##### PAGE TEXT

Expression, purification and characterization of human cytosolic sulfotransferase (SULT) 1C4

Abstract

Human cytosolic sulfotransferase 1C4 (hSULT1C4) is a dimeric Phase II drug-metabolizing enzyme primarily expressed in the developing fetus. SULTs facilitate the transfer of a hydrophilic sulfonate moiety from 3'-phosphoadenosine-5'-phosphosulfate (PAPS) onto an acceptor substrate altering the substrate's biological activity and increasing the compound's water solubility. While several of the hSULTs' endogenous and xenobiotic substrates have been identified, the physiological function of hSULT1C4 remains unknown. The fetal expression of hSULT1C4 leads to the hypothesis that the function of this enzyme may be to regulate metabolic and hormonal signaling molecules, such as estrogenic compounds, that may be generated or consumed by the mother during fetal development. Human SULT1C4 has previously been shown to sulfonate estrogenic compounds, such as catechol estrogens; therefore, this study focused on the expression and purification of hSULT1C4 in order to further characterize this enzyme's sulfonation of estrogenic compounds. Molecular modeling of the enzyme's native properties helped to establish a novel purification protocol for hSULT1C4. The optimal activity assay conditions for hSULT1C4 were determined to be pH 7.4 at 37°C for up to 10 min. Kinetic analysis revealed the enzyme's reduced affinity for PAPS compared to PAP. Human SULT1C4 sulfonated all the estrogenic compounds tested, including dietary flavonoids and environmental estrogens; however, the enzyme has a higher affinity for sulfonation of flavonoids. These results suggest hSULT1C4 could be metabolizing and regulating hormone signaling pathways during human fetal development.

##########
##### EXCERPTED DATA

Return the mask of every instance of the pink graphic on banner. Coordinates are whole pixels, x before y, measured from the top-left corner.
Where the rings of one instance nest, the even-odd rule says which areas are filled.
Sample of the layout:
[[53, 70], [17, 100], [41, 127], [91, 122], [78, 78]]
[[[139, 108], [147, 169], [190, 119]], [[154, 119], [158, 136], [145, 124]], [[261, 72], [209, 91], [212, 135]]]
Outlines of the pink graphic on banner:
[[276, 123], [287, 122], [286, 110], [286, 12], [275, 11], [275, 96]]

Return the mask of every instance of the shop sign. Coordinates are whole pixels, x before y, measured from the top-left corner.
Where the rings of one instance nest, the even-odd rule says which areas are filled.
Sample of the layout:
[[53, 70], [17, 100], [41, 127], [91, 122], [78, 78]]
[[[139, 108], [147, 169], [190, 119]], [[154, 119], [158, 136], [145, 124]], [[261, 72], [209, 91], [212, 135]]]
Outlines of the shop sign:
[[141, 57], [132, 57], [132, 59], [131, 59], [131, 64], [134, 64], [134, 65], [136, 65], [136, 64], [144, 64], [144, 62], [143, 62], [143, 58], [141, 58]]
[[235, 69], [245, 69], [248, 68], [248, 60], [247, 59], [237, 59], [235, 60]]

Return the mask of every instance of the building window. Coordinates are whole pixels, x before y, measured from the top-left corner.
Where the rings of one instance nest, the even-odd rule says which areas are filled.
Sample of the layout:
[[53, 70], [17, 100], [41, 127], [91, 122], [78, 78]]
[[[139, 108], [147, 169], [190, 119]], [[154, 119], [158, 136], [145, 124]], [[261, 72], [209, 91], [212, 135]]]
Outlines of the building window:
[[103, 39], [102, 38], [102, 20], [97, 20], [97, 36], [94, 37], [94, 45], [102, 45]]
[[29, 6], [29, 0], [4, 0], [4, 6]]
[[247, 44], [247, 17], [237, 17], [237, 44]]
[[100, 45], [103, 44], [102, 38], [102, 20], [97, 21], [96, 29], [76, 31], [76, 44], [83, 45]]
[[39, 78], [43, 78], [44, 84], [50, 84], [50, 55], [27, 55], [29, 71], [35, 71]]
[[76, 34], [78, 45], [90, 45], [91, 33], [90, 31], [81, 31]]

##########

(TASK TO COMPLETE)
Answer these questions using the abstract on human sulfotransferase 1C4.
(a) In what stage of human life is hSULT1C4 primarily expressed?
(b) What were the optimal activity assay conditions determined for hSULT1C4?
(c) For sulfonation of which compounds does the enzyme have a higher affinity?

(ANSWER TO THE PROBLEM)
(a) It is primarily expressed in the developing fetus.
(b) The optimal conditions were pH 7.4 at 37°C for up to 10 min.
(c) It has a higher affinity for sulfonation of flavonoids.